Nov 15: When we are consciously aware of being used as broken bread and poured-out wine, we have yet another level to reach – a level where all awareness of ourselves and of what God is doing through us is completely eliminated. A saint is never consciously a saint – a saint is consciously dependent on God.

Tuesday, November 11, 2008

Boasting About Tomorrow

There may be something we can learn about humbling ourselves from those occasions when we are humbled by circumstances. I have often said that being made humble does not count for character. When our pride gets knocked down by some extremely stupid and embarrassing mistake, or when we get cut off at the knees by someone who far excels in something with which we were prideful, we are humbled. We did not choose in this case to be humble. We merely suffered a loss of pride. When our cause for pride is taken away by an economic crisis that guts our investment port folio, or a company crisis that results in our demotion or loss of job, then we are made humble. We have not achieved humility out of desire to be virtuous.

We may be able, in those humbling experiences, to learn how to be humble when later we can choose it. One lesson we might learn is how little we can take credit for the things over which we swell with pride and how little control over our circumstances we actually have. The athlete who excels today could tomorrow be a paraplegic. The business owner today could tomorrow be the janitor. The bountiful crops today could tomorrow suffer drought. The mansion today could tomorrow be in ashes. The great nation today could tomorrow be in ruins. Whatever we enjoy today should be counted as a blessing, not cause for boasting. “Do not boast about tomorrow, for you do not know what a day may bring forth.” (Proverbs 27:1)

In the New Testament book of James, after his instruction, “Humble yourselves in the presence of the Lord, and He will exalt you,” James then gives to us this council. “Come now, you who say, ‘today or tomorrow we will go to such and such a city, and spend a year there and engage in business and make a profit.’ Yet you do not know what your life will be like tomorrow. You are just a vapor that appears for a little while and then vanishes away. Instead you ought to say, ‘If the Lord wills, we will live and also do this or that.’ But as it is, you boast in your arrogance; all such boasting is evil." No matter our circumstances, whether rich or poor, powerful or weak, smooth sailing or ship-wrecked, we must choose to be humble. “But may it never be that I would boast, except in the cross of our Lord Jesus Christ . . .” (Galatians 6:14)

Monday, November 3, 2008

Sometimes I . . .

Sometimes I don’t feel like bowing to the demands of humility. I get angry at arrogance around me. I have grown tired of apathy and laziness. My contempt for insolent people has resulted in my own rude behavior. I find myself ignoring those who are ignorant. I get fed up with fat people. People who are materialistic don’t really even matter to me. The mentally unstable drive me crazy. Those who are Immature make me want to cry. I can’t get along with combative people. Selfish people make me want to leave them completely out of my world. I wish those people who always obey the speed limit would get a ticket. When I am around confused people I want to mess with their minds. Impatient people make me antsy. I can not bear the Intolerant. People with phobias just scare me. People with demons scare the devil out of me. I don’t know what to think about blonds. People who read are alright in my book. I try to disguise my expressions when around ugly people. It’s easy to overlook short people. I have very little use for the unproductive. I go back and forth on people who can’t make up their minds. I go back and forth when people won’t hurry up in the bathroom. I could tell you what I think about liars but it wouldn’t be the whole truth. I don’t know how to read the illiterate. I can’t talk with the highly intelligent. I’m always complaining about whiners. People in the hospital make me sick. People in jail make me want to escape. Kin folk are like family to me. Anything I would say about them would be relative. I’m hot and cold when it comes to moody people. I can’t say enough to gluttons. I can’t seem to say enough to this ranting. Enough! Well . . . I guess I can.

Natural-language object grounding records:
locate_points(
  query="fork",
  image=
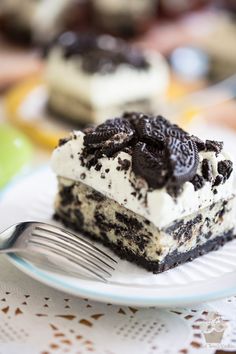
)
(49, 240)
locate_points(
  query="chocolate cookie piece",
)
(218, 180)
(198, 182)
(213, 145)
(199, 143)
(151, 164)
(183, 159)
(101, 54)
(207, 171)
(225, 168)
(157, 130)
(109, 137)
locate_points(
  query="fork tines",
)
(73, 248)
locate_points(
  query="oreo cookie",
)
(162, 153)
(198, 182)
(101, 54)
(110, 137)
(182, 158)
(225, 168)
(151, 164)
(157, 130)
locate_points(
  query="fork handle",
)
(8, 240)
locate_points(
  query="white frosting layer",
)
(156, 205)
(103, 90)
(124, 6)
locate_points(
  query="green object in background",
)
(15, 153)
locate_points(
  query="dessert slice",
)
(30, 21)
(144, 187)
(91, 78)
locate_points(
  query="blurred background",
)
(196, 37)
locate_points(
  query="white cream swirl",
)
(155, 205)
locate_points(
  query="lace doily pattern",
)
(37, 319)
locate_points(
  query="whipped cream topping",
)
(121, 184)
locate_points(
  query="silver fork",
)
(49, 240)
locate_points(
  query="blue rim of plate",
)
(46, 278)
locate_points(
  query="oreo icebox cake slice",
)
(154, 194)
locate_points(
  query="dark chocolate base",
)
(172, 260)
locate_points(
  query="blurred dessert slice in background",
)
(124, 17)
(91, 78)
(16, 64)
(30, 21)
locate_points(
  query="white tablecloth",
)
(35, 319)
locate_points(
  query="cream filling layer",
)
(155, 205)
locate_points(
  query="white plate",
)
(209, 277)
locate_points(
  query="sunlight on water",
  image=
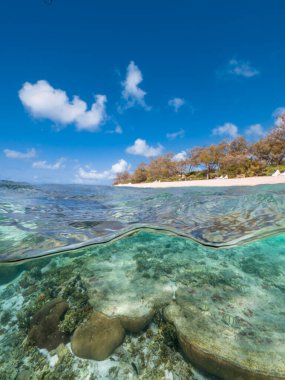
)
(36, 219)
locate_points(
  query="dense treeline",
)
(228, 158)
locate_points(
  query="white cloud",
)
(132, 93)
(241, 68)
(277, 113)
(45, 165)
(226, 129)
(141, 148)
(174, 135)
(44, 101)
(118, 130)
(31, 153)
(180, 156)
(91, 175)
(176, 103)
(255, 130)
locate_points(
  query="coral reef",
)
(98, 337)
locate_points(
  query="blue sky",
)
(89, 88)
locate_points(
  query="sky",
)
(90, 88)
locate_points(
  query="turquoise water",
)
(150, 303)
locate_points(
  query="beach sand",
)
(251, 181)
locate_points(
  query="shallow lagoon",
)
(153, 302)
(180, 304)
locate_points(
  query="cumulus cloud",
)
(45, 102)
(228, 129)
(241, 68)
(255, 130)
(91, 175)
(180, 156)
(277, 113)
(31, 153)
(118, 130)
(141, 148)
(132, 93)
(45, 165)
(174, 135)
(176, 103)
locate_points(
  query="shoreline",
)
(250, 181)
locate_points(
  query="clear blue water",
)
(192, 279)
(34, 219)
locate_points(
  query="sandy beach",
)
(251, 181)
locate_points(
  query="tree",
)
(163, 167)
(140, 174)
(124, 177)
(271, 148)
(209, 157)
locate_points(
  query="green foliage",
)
(232, 158)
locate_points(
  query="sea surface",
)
(101, 282)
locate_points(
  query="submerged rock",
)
(98, 337)
(44, 331)
(137, 324)
(208, 353)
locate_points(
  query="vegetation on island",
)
(235, 158)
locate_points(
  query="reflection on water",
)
(35, 219)
(148, 306)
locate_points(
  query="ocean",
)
(100, 282)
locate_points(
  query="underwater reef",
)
(150, 305)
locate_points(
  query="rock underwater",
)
(98, 337)
(44, 331)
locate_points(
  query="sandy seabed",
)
(251, 181)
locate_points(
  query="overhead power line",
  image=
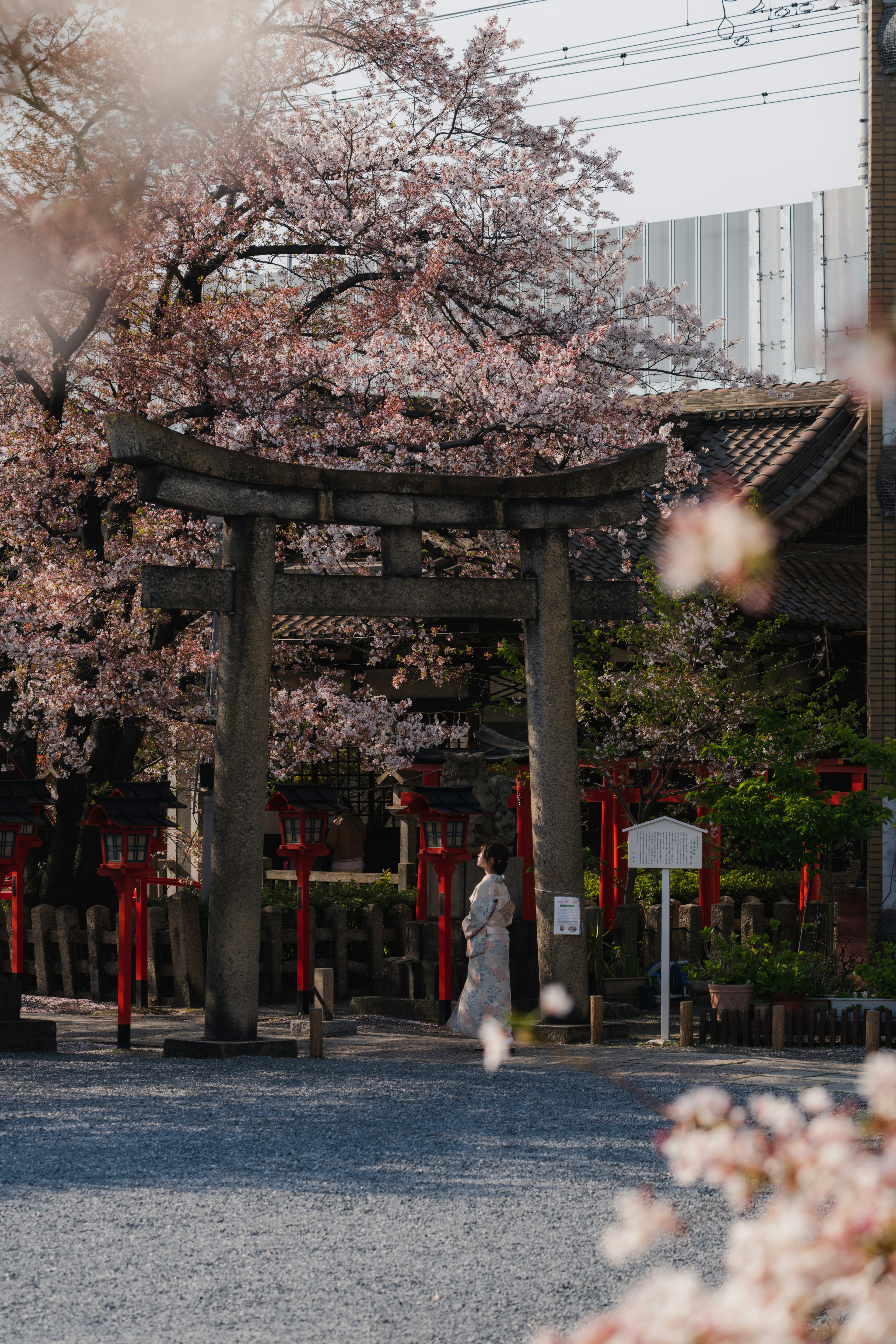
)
(707, 74)
(484, 9)
(633, 48)
(648, 119)
(665, 57)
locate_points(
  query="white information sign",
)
(665, 843)
(567, 914)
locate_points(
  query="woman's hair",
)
(499, 855)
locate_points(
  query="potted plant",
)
(731, 974)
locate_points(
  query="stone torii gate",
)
(253, 495)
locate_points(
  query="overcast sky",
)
(687, 158)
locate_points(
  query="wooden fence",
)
(64, 960)
(788, 1029)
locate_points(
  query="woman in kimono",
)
(487, 992)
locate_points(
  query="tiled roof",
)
(807, 456)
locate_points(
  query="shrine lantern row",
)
(132, 824)
(304, 811)
(23, 811)
(445, 818)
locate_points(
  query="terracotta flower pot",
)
(730, 997)
(788, 1001)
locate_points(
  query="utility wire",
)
(606, 49)
(707, 74)
(651, 120)
(486, 9)
(354, 96)
(655, 60)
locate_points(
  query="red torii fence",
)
(811, 888)
(614, 868)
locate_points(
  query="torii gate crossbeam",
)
(253, 495)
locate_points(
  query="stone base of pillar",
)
(197, 1047)
(416, 1010)
(578, 1034)
(338, 1027)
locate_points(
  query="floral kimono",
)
(487, 992)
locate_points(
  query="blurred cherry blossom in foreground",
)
(723, 541)
(496, 1045)
(555, 1002)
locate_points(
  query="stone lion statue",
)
(469, 771)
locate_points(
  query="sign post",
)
(665, 843)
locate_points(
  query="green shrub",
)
(684, 885)
(879, 972)
(354, 896)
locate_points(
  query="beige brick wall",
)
(882, 533)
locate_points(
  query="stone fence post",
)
(272, 952)
(652, 933)
(399, 920)
(97, 925)
(156, 921)
(44, 918)
(187, 949)
(786, 935)
(338, 921)
(753, 920)
(690, 933)
(66, 921)
(374, 925)
(722, 923)
(626, 936)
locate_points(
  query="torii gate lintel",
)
(253, 495)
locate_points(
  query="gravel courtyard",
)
(350, 1199)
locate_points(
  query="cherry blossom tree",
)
(308, 232)
(813, 1263)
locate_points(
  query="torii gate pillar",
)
(554, 763)
(252, 495)
(241, 781)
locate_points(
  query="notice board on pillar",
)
(665, 843)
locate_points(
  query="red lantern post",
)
(445, 819)
(159, 795)
(525, 843)
(304, 811)
(127, 830)
(22, 811)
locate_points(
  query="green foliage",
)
(354, 896)
(733, 964)
(769, 971)
(785, 812)
(684, 886)
(879, 972)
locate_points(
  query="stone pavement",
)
(422, 1043)
(392, 1191)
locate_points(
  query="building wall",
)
(882, 536)
(791, 281)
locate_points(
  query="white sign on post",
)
(567, 916)
(665, 843)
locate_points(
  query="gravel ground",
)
(351, 1201)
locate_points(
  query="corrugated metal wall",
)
(791, 281)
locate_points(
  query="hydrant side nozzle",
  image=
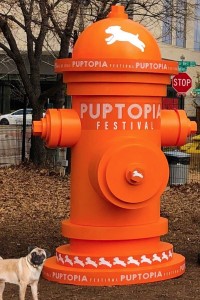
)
(59, 128)
(37, 128)
(117, 11)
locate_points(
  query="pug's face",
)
(37, 256)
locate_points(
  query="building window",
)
(181, 23)
(197, 26)
(167, 22)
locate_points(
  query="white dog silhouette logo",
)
(117, 34)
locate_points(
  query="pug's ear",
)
(48, 253)
(30, 248)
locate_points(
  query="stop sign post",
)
(182, 82)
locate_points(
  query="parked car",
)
(16, 117)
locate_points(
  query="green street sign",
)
(182, 69)
(184, 64)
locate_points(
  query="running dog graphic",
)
(117, 34)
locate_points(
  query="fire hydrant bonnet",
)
(105, 39)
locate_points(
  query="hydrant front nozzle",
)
(193, 127)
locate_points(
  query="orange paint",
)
(118, 172)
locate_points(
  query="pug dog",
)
(23, 271)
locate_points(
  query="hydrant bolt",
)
(135, 177)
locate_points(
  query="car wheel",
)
(4, 122)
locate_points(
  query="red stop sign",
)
(182, 82)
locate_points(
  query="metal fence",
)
(11, 139)
(184, 162)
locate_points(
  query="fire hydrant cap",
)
(116, 37)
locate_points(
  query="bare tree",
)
(30, 27)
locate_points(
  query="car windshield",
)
(20, 112)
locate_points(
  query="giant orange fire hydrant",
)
(116, 129)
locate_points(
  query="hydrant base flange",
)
(52, 271)
(151, 264)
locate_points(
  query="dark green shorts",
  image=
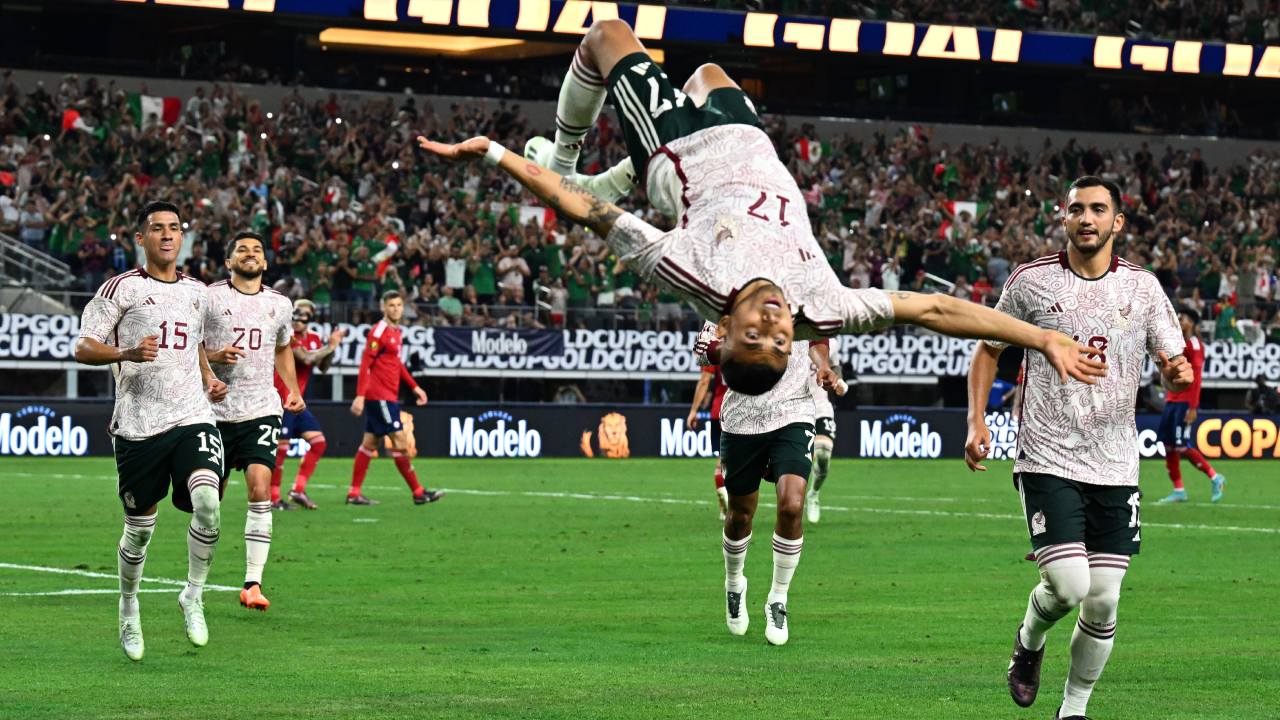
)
(1105, 518)
(251, 441)
(750, 459)
(149, 466)
(653, 112)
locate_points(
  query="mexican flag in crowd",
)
(954, 208)
(810, 150)
(145, 106)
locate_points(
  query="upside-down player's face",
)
(393, 310)
(161, 238)
(247, 259)
(1091, 220)
(759, 327)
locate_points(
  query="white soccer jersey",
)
(821, 396)
(256, 324)
(744, 219)
(787, 401)
(1077, 431)
(152, 397)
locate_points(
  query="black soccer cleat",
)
(1024, 671)
(428, 496)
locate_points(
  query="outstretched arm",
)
(960, 318)
(561, 194)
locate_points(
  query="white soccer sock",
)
(133, 555)
(786, 556)
(580, 101)
(1095, 630)
(735, 557)
(1064, 583)
(257, 540)
(204, 531)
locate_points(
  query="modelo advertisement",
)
(51, 428)
(632, 352)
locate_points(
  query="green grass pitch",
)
(576, 588)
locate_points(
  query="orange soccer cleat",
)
(254, 598)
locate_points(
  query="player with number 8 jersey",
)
(248, 342)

* _Questions to answer_
1: Please reproduce the humility excerpt word for word between "Nov 15: When" and "dependent on God.", inclusive.
2: Answer these questions from the humility excerpt:
(a) According to the opening entry, what is a saint consciously?
(b) What date heads the post titled "Boasting About Tomorrow"?
(c) In the post "Sometimes I . . .", what does the writer say people in the hospital do to the writer?

* _Answer list_
1:
Nov 15: When we are consciously aware of being used as broken bread and poured-out wine, we have yet another level to reach – a level where all awareness of ourselves and of what God is doing through us is completely eliminated. A saint is never consciously a saint – a saint is consciously dependent on God.

2:
(a) Dependent on God.
(b) Tuesday, November 11, 2008.
(c) They make the writer sick.